DOCUMENT TEXT
■ ■ ■ ■ ■ ■ ■
Maas v. Moran et al
MEMORANDUM OPINION AND ORDER granting 8 Motion to Dismiss as to the state law claims of defamation, negligence, intentional and negligent infliction of emotional destress, outrage, malicious prosecution, and abuse of process, against the City of Oc ean Springs, Mississippi; Connid Moran, in her official capacity, and Rick Benward, in his official capacity, and those claims are hereby dismissed with prejudice. Plaintiff has withdrawn his state law claim for wrongful arrest/false imprisonment, the same is hereby dismissed. Signed by Chief District Judge Louis Guirola, Jr. on 7/5/12. (RLW)
IN THE UNITED STATES DISTRICT COURT
FOR THE SOUTHERN DISTRICT OF MISSISSIPPI
CIVIL ACTION NO.: 1:11CV287LG-RHW
CITY OF OCEAN SPRINGS, MISSISSIPPI;
CONNIE MORAN, in her official and
individual capacities and RICK BENWARD,
in his official and individual capacities
MEMORANDUM OPINION AND ORDER
GRANTING MOTION TO DISMISS
This matter came before the Court on the Motion to Dismiss  filed by
Defendants City of Ocean Springs, Mississippi, Connie Moran, in her official
capacity, and Rick Benward, in his official capacity. Plaintiff, John Maas, asserts
several claims related to his arrest on May 31, 2009, including a federal claim for
false arrest under 42 U.S.C. § 1983 and state law claims of wrongful arrest/false
imprisonment,1 defamation, negligence and/or gross negligence, intentional and
negligent infliction of emotional distress, outrage, malicious prosecution, and abuse
of process. Defendants have moved for a dismissal of the state law claims against
the City and against Moran and Benward in their official capacities, arguing that
they are barred either by the applicable statute of limitations or the law on
immunity. The Court has reviewed the pleadings in this matter and is of the
opinion that the Defendants’ Motion should be granted.
■ ■ ■ ■ ■ ■ ■
MATERIAL PROVIDED

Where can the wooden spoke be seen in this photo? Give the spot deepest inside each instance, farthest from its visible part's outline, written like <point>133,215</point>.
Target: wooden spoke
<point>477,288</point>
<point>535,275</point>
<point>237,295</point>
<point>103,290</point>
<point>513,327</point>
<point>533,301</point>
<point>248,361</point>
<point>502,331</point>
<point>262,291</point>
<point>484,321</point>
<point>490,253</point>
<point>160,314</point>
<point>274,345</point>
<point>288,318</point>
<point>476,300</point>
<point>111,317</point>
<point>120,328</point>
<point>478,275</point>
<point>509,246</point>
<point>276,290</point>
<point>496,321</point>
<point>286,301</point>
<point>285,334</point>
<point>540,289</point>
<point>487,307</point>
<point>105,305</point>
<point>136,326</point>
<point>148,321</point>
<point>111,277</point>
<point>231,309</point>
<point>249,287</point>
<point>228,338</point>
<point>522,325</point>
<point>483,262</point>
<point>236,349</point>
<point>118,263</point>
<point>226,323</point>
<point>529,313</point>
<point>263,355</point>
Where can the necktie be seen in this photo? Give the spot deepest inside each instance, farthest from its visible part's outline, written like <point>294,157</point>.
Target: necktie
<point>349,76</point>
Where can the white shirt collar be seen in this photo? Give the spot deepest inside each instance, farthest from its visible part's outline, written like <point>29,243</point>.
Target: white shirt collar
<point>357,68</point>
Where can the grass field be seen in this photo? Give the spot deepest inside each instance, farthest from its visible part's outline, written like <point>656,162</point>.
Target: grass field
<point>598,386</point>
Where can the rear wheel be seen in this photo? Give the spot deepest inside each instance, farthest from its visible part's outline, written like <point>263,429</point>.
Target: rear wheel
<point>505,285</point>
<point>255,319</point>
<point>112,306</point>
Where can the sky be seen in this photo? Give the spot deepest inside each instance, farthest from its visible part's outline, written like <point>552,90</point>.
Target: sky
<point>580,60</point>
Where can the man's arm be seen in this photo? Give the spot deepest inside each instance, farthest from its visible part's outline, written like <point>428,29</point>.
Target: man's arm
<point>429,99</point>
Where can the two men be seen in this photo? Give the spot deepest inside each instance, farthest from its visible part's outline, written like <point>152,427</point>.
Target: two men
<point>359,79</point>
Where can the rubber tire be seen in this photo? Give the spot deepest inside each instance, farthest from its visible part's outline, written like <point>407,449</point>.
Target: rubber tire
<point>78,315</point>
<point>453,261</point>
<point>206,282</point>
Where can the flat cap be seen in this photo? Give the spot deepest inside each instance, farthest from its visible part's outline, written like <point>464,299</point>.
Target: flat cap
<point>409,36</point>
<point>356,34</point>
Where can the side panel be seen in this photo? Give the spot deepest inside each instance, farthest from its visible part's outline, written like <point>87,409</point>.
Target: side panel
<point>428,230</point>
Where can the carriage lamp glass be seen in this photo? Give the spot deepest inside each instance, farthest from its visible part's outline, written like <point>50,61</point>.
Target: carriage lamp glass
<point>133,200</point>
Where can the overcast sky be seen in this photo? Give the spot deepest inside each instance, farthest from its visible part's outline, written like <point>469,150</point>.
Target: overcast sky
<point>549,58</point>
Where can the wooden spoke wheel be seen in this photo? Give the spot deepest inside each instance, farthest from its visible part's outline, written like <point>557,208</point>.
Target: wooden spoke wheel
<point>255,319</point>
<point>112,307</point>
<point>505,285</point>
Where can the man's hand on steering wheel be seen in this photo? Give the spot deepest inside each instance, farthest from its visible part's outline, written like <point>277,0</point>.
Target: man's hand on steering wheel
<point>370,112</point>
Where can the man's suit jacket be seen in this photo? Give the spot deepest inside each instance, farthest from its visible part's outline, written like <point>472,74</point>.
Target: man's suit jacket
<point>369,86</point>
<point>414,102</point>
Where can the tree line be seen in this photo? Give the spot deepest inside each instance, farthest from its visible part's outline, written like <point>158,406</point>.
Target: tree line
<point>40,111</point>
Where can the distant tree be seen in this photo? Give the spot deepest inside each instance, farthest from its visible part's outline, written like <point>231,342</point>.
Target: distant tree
■ ■ ■ ■ ■ ■ ■
EXERCISES
**A.** Do these statements agree with the court opinion above? (i) Maas's arrest took place on May 31, 2009. (ii) Moran and Benward filed the Motion to Dismiss in their individual capacities. (iii) The Court concluded that the Defendants' Motion should be denied. Answer yes or no for each and quote the words from the court opinion that decide it.
**B.** Under what federal statute does the court opinion say the false arrest claim is brought?
**C.** Please list every state law claim named in the court opinion's sentence beginning "Plaintiff, John Maas, asserts".

RESPONSES TO THE EXERCISE
**A.**
(i) Yes: "his arrest on May 31, 2009"
(ii) No: "Connie Moran, in her official capacity, and Rick Benward, in his official capacity"
(iii) No: "is of the opinion that the Defendants’ Motion should be granted"

**B.** 42 U.S.C. § 1983

**C.**
- wrongful arrest/false imprisonment
- defamation
- negligence and/or gross negligence
- intentional and negligent infliction of emotional distress
- outrage
- malicious prosecution
- abuse of process